Likely playing-to-score effects? I have read somewhere that the SH% goes down for trailing teams even though their shot rates normally go up.
Playing to score effects are definitely significant. If a team is trailing, its shot rate goes way up and its shooting % goes way down.
What’s different here (and which isn’t captured by the analysis) is that more than 50% of this game was played tied. So we shouldn’t see the effects of playing to the score.
Oh definitely, if you’re talking specifically about Canada vs. Swiss it was domination by chances (despite the Canadian players not paying much attention to detail).
I think the scoring chances project should be good to explore some of this shot quality stuff, generally speaking I think you could define shot quality as a chance-to-shot ratio. I know Vic has said that Corsi and chances at EV track closely while the score is close, probably a different story though when it’s not close.

----

▶ _STATED PROBLEM 1_: List every hockey statistic the discussion refers to, counting different names for the same statistic only once.
▶ _STATED PROBLEM 2_: Copy the hockey discussion word for word, beginning at the words "Playing to score" and stopping after "it’s not close.".
▶ _STATED PROBLEM 3_: Summarize the hockey discussion in two sentences.

▶ _EXCERPTED RECORDS_:

----

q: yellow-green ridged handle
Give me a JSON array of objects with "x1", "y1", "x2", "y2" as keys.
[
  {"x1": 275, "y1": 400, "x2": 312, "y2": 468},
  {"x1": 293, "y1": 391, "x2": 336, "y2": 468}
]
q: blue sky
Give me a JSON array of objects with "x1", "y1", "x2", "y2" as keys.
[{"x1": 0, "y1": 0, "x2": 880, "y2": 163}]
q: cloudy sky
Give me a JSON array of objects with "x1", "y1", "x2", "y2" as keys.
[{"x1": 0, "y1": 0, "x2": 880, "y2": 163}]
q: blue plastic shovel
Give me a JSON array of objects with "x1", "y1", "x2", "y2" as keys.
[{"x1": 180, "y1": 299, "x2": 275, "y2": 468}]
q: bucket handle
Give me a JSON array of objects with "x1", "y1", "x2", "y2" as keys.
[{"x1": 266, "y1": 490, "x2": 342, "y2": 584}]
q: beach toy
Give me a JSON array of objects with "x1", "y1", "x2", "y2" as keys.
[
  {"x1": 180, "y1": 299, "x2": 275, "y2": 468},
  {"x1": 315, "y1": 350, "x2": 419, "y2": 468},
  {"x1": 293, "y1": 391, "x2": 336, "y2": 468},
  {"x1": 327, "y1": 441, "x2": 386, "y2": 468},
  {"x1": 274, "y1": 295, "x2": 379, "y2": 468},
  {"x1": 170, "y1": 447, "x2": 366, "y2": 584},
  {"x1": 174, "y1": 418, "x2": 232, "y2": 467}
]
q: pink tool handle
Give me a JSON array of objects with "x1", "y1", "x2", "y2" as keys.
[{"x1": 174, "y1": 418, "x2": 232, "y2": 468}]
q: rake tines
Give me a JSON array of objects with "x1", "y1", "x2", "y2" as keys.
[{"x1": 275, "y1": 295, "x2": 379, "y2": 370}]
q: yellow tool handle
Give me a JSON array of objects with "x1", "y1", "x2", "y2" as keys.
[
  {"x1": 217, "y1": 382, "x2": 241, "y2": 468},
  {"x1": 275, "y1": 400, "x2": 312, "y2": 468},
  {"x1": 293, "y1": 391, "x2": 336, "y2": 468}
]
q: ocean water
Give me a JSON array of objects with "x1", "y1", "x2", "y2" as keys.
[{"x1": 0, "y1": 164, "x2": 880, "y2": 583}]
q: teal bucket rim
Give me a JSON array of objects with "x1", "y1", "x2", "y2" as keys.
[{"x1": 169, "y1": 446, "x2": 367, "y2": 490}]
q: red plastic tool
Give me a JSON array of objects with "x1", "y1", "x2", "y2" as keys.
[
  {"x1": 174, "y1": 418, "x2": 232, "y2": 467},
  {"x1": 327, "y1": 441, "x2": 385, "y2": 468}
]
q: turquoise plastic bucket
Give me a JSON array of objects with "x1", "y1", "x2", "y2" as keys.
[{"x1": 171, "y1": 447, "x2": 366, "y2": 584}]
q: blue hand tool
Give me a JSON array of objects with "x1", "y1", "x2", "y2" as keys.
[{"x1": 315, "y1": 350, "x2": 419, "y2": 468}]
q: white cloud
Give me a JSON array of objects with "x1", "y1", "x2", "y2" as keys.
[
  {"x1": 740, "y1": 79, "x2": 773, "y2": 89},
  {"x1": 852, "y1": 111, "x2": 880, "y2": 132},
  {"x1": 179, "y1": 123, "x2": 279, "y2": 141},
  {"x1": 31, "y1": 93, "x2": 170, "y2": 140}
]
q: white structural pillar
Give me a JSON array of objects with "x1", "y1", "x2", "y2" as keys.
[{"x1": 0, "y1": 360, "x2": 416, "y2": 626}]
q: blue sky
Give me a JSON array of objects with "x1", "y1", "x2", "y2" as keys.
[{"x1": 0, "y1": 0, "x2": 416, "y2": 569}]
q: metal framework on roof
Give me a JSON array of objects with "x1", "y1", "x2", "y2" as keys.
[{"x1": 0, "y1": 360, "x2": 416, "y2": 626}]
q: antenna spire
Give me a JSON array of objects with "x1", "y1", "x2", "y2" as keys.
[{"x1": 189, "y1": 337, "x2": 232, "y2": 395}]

----

▶ _WORKED ANSWER 1_:
- Shooting percentage (SH%, shooting %)
- Shot rate
- Corsi
- Scoring chances
- Shot quality, defined as a chance-to-shot ratio

▶ _WORKED ANSWER 2_:
Playing to score effects are definitely significant. If a team is trailing, its shot rate goes way up and its shooting % goes way down.
What’s different here (and which isn’t captured by the analysis) is that more than 50% of this game was played tied. So we shouldn’t see the effects of playing to the score.
Oh definitely, if you’re talking specifically about Canada vs. Swiss it was domination by chances (despite the Canadian players not paying much attention to detail).
I think the scoring chances project should be good to explore some of this shot quality stuff, generally speaking I think you could define shot quality as a chance-to-shot ratio. I know Vic has said that Corsi and chances at EV track closely while the score is close, probably a different story though when it’s not close.

▶ _WORKED ANSWER 3_: Playing-to-score effects are described as significant, since a trailing team's shot rate goes way up while its shooting percentage goes way down, but more than 50% of this game was played tied, so those effects should not appear here. The scoring chances project is suggested as a way to explore shot quality, defined as a chance-to-shot ratio, with the note that Corsi and chances at EV track closely while the score is close.